- **EXTRACTED INFORMATION**:
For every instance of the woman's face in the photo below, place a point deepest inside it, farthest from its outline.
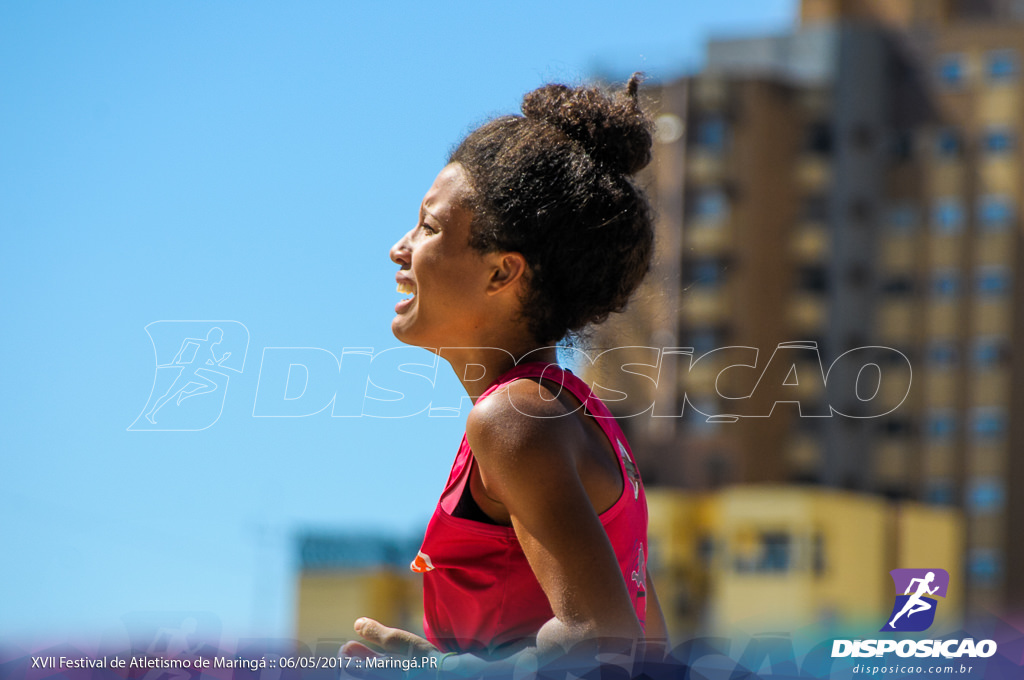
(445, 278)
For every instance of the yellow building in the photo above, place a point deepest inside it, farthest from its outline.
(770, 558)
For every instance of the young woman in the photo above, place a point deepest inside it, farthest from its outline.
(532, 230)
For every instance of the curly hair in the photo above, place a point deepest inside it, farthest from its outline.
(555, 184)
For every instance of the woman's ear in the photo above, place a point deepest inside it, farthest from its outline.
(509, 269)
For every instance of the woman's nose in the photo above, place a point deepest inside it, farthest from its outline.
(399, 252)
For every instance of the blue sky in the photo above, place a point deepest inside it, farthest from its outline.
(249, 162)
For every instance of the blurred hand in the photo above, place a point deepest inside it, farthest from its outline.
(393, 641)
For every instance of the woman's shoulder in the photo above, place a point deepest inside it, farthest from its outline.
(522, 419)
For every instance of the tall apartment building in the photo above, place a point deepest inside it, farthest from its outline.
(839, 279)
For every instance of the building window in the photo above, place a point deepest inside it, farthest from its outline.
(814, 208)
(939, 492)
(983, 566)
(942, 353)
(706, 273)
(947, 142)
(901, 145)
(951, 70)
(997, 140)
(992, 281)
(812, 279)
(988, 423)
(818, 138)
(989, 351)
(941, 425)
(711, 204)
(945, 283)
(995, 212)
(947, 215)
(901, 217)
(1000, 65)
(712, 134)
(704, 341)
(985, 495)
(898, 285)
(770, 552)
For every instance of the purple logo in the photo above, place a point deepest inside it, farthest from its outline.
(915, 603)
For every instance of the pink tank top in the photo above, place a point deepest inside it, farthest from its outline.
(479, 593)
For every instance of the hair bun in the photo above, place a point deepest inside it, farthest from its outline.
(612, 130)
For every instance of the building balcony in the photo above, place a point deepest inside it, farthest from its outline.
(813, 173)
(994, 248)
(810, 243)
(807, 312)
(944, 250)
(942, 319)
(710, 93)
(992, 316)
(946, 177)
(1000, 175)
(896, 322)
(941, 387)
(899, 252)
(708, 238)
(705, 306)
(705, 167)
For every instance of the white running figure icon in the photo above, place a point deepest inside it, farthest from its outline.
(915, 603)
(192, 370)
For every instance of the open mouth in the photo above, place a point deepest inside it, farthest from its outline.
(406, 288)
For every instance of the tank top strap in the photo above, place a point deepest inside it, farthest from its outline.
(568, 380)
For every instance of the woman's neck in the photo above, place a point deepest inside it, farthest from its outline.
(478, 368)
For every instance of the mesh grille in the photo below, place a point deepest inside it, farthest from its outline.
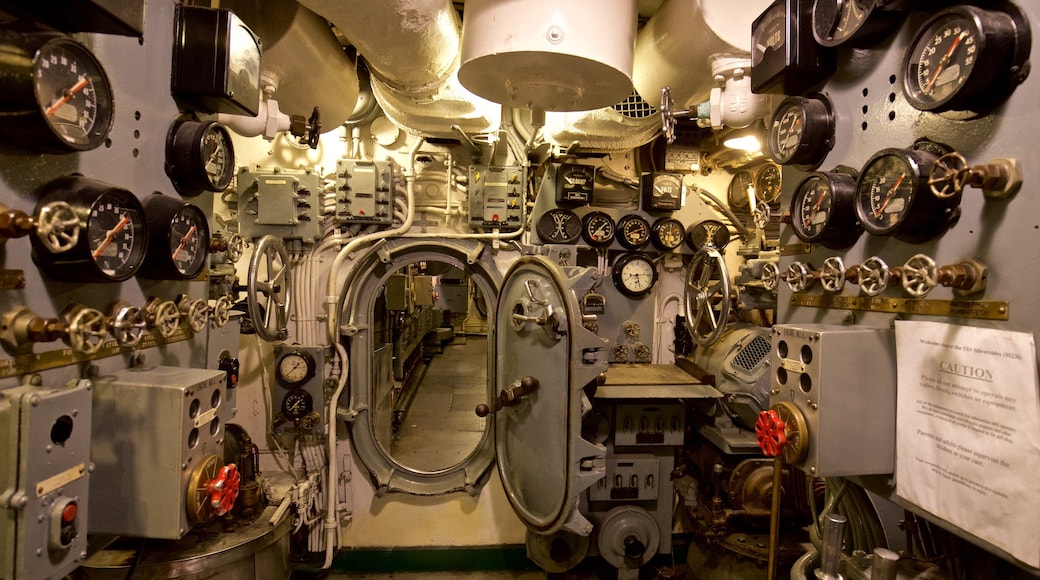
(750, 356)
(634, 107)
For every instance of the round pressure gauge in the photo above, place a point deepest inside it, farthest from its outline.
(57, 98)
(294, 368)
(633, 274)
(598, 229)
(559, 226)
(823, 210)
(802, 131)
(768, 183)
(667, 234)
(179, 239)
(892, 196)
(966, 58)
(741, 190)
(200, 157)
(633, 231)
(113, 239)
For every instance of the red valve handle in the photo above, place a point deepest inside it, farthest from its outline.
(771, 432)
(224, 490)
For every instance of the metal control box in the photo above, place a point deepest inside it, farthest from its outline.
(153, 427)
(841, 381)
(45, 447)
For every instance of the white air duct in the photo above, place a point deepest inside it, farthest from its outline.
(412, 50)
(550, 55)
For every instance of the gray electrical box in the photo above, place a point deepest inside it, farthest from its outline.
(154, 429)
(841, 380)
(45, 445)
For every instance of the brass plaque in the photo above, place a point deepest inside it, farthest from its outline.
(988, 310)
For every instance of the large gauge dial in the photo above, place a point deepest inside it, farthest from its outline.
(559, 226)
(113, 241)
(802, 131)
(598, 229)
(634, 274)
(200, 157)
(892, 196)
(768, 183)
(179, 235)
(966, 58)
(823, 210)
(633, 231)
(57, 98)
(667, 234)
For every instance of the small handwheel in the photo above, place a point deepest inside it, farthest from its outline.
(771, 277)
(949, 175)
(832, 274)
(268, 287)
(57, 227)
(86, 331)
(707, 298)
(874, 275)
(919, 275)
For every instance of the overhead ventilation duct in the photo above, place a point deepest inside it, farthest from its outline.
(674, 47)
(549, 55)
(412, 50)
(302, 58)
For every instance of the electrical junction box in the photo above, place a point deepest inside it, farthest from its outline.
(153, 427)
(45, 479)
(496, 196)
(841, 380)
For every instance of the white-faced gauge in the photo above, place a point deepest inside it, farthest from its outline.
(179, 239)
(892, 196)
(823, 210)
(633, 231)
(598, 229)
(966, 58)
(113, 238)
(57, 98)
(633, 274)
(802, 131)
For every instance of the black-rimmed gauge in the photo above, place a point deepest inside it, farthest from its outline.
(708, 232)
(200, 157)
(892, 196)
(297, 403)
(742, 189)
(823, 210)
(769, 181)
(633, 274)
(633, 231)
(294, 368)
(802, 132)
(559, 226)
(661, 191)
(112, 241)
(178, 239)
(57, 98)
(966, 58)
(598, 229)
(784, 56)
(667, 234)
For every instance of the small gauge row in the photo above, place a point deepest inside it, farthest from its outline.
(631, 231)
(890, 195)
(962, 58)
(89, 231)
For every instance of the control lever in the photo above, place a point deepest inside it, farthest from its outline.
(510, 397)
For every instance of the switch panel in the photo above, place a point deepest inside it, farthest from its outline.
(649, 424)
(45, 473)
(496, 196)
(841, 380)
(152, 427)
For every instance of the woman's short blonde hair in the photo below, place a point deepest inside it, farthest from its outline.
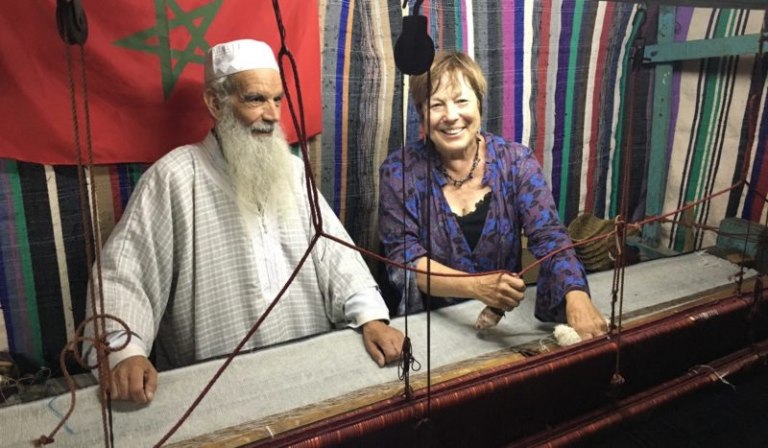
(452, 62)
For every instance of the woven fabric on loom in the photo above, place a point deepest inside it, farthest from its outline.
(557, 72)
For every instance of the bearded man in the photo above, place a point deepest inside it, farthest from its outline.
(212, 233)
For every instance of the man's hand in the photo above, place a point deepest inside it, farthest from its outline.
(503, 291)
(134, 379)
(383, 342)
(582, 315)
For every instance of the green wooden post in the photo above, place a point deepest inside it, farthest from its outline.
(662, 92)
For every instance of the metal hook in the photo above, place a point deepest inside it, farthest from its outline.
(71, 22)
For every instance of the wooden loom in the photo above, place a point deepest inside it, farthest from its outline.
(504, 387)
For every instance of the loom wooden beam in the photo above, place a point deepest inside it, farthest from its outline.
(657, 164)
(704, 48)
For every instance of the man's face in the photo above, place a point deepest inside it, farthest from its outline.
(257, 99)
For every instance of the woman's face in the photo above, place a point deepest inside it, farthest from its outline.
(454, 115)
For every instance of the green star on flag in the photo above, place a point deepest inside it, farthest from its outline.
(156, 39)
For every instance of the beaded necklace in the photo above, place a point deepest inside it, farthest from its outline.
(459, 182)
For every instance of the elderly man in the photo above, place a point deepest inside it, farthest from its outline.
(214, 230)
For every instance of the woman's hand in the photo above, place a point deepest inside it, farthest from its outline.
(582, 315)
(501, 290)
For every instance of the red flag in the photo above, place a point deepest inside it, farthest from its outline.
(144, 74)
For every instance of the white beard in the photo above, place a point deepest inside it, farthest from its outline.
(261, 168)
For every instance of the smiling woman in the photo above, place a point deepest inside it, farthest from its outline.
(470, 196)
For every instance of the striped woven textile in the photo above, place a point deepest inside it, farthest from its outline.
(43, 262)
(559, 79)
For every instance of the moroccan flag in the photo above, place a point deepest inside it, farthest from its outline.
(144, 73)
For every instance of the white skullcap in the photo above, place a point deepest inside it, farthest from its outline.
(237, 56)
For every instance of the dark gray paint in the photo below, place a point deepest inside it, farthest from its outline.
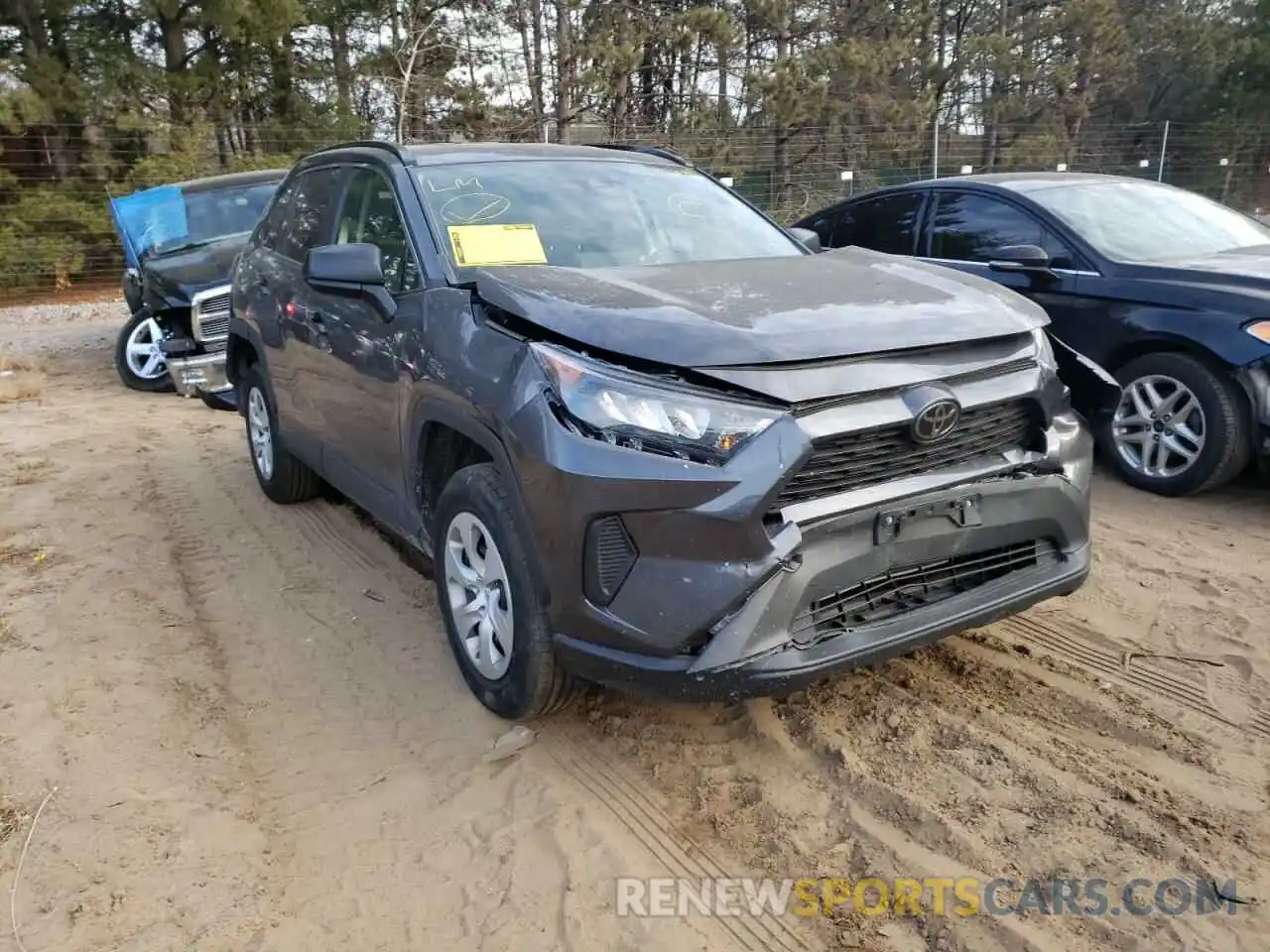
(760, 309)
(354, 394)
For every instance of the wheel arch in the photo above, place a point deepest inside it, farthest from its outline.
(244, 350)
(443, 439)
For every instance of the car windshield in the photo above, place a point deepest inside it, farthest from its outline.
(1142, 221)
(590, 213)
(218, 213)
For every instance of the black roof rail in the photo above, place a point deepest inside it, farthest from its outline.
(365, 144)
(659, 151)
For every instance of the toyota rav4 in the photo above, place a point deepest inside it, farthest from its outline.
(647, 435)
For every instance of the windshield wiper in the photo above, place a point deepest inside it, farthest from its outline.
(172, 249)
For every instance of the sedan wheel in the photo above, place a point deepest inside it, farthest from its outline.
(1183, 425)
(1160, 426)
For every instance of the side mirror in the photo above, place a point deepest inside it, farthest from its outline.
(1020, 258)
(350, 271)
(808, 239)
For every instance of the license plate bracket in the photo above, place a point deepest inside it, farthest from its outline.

- **AIM OF THE TASK**: In the listing above, find the line with "For every instance of the toyota" and set down that line and all after it exactly, through the final line.

- **IN RESPONSE**:
For every instance of the toyota rav4 in the photo above, place a point deepest inside it, farthest from its outline.
(647, 435)
For every instance of the windshield wiper in the photo above, place a point deepest inside it, farthest from its outline.
(172, 249)
For every instance of the sedan wheel in the photo above, place a point deepest inside it, farthest from its outline.
(1183, 425)
(1160, 426)
For every instance of the side mirror in the photo above, place a point deepest inside it, farthest from its outline.
(1020, 258)
(350, 271)
(808, 239)
For every instance of the license plate bracket in the photo above, place a point deepest inside it, farthest from its outline.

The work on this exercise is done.